START EXTRACT PROVIDED
- Born: 26 August 1944 France
- Died: 5 June 2021 (aged 76)
- Occupations: Chairman and CEO of Qualys

= Philippe Courtot =

French-American entrepreneur (1945–2021)

Philippe Courtot (26 August 1944 – 5 June 2021) was a French-American serial entrepreneur and business executive. Courtot was the chairman and CEO of Qualys, a cloud security company based in California. He headed the sales of three companies and led two others to their initial public offerings. Courtot was a five-time CEO who previously worked with companies such as Signio and Verity. In 2012, Courtot launched the Trustworthy Internet Movement, an initiative to integrate security measures into the product-making process. In 2014, Courtot was included on Business Insiders list of the Most Powerful Person In Tech at Every Age.

==Early life and education==
Philippe Courtot was born in France in 1944 during the end of the WWII German occupation. His mother, an immigrant from Spain, was a Spanish teacher, while his father was a lawyer. Courtot was raised Catholic and attended Jesuit schools in his youth.

Courtot attended the University of Paris and earned a master's degree in Physics before immigrating to the United States in 1981.

==Career==
Courtot was previously the president and CEO of Thomson-CGR (Companie Générale de Radiologie) a Medical Corporation, which at the time was an affiliate of one of the world's largest medical-imaging companies. In 1987, Courtot won the Benjamin Franklin Award for his efforts in creating a nationwide campaign advocating for awareness of the benefits of early detection of breast cancer through mammography.

In 1988, Courtot joined a LAN-based email company called cc:Mail as president after reading an ad in the Wall Street Journal for the position. In 1990, Microsoft offered to buy cc:Mail for $12 million. Courtot turned down the offer and sold the company for $55 million in 1991 to Lotus.
END EXTRACT PROVIDED
START RECORD EXTRACTS
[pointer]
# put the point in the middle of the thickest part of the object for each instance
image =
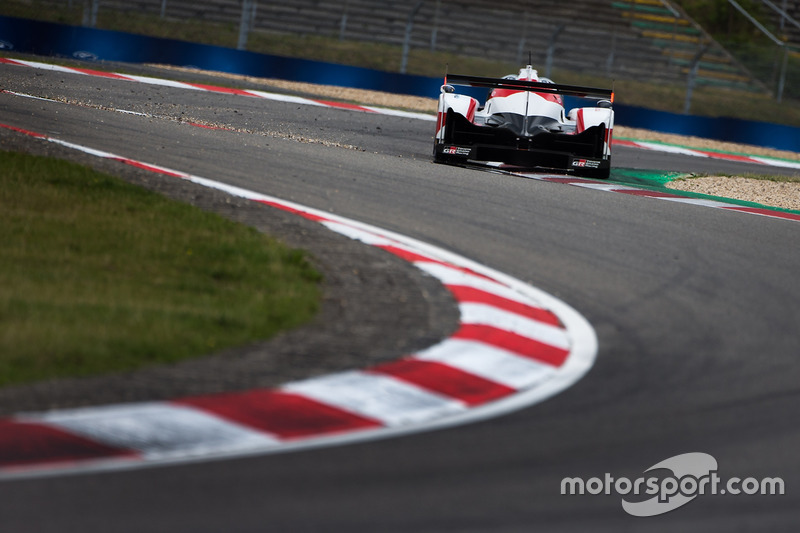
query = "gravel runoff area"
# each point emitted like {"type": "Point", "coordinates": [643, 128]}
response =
{"type": "Point", "coordinates": [782, 194]}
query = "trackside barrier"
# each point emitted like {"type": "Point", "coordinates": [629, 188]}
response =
{"type": "Point", "coordinates": [52, 39]}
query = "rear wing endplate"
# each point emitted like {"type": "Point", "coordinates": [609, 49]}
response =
{"type": "Point", "coordinates": [536, 86]}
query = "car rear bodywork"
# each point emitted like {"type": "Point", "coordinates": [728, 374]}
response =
{"type": "Point", "coordinates": [524, 123]}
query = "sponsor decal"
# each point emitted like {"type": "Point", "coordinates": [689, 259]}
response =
{"type": "Point", "coordinates": [586, 163]}
{"type": "Point", "coordinates": [671, 484]}
{"type": "Point", "coordinates": [457, 150]}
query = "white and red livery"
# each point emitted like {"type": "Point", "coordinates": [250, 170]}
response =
{"type": "Point", "coordinates": [524, 123]}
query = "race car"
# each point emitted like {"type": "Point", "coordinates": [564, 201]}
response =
{"type": "Point", "coordinates": [524, 123]}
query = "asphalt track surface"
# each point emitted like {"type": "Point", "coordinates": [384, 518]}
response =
{"type": "Point", "coordinates": [696, 312]}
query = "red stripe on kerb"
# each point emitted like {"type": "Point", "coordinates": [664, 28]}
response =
{"type": "Point", "coordinates": [445, 380]}
{"type": "Point", "coordinates": [519, 345]}
{"type": "Point", "coordinates": [343, 105]}
{"type": "Point", "coordinates": [622, 142]}
{"type": "Point", "coordinates": [309, 216]}
{"type": "Point", "coordinates": [730, 157]}
{"type": "Point", "coordinates": [472, 295]}
{"type": "Point", "coordinates": [280, 413]}
{"type": "Point", "coordinates": [26, 132]}
{"type": "Point", "coordinates": [25, 443]}
{"type": "Point", "coordinates": [413, 257]}
{"type": "Point", "coordinates": [100, 73]}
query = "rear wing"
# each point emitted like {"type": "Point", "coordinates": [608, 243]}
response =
{"type": "Point", "coordinates": [536, 86]}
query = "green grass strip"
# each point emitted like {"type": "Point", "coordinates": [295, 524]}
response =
{"type": "Point", "coordinates": [656, 180]}
{"type": "Point", "coordinates": [99, 276]}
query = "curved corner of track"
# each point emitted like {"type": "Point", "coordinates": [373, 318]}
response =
{"type": "Point", "coordinates": [515, 346]}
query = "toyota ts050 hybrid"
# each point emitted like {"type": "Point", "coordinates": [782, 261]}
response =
{"type": "Point", "coordinates": [524, 123]}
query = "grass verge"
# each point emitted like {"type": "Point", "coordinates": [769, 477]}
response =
{"type": "Point", "coordinates": [99, 276]}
END RECORD EXTRACTS
#### WORK INSTRUCTIONS:
(a) In the Philippe Courtot biography, which award did Courtot win in 1987?
(b) Rename "Courtot" as "Philippe Courtot" in the Courtot biography, then write out the stretch from "Courtot attended the" through "1991 to Lotus." with that change.

#### SOLVED PROBLEMS:
(a) The Benjamin Franklin Award.

(b)
Philippe Courtot attended the University of Paris and earned a master's degree in Physics before immigrating to the United States in 1981.

==Career==
Philippe Courtot was previously the president and CEO of Thomson-CGR (Companie Générale de Radiologie) a Medical Corporation, which at the time was an affiliate of one of the world's largest medical-imaging companies. In 1987, Philippe Courtot won the Benjamin Franklin Award for his efforts in creating a nationwide campaign advocating for awareness of the benefits of early detection of breast cancer through mammography.

In 1988, Philippe Courtot joined a LAN-based email company called cc:Mail as president after reading an ad in the Wall Street Journal for the position. In 1990, Microsoft offered to buy cc:Mail for $12 million. Philippe Courtot turned down the offer and sold the company for $55 million in 1991 to Lotus.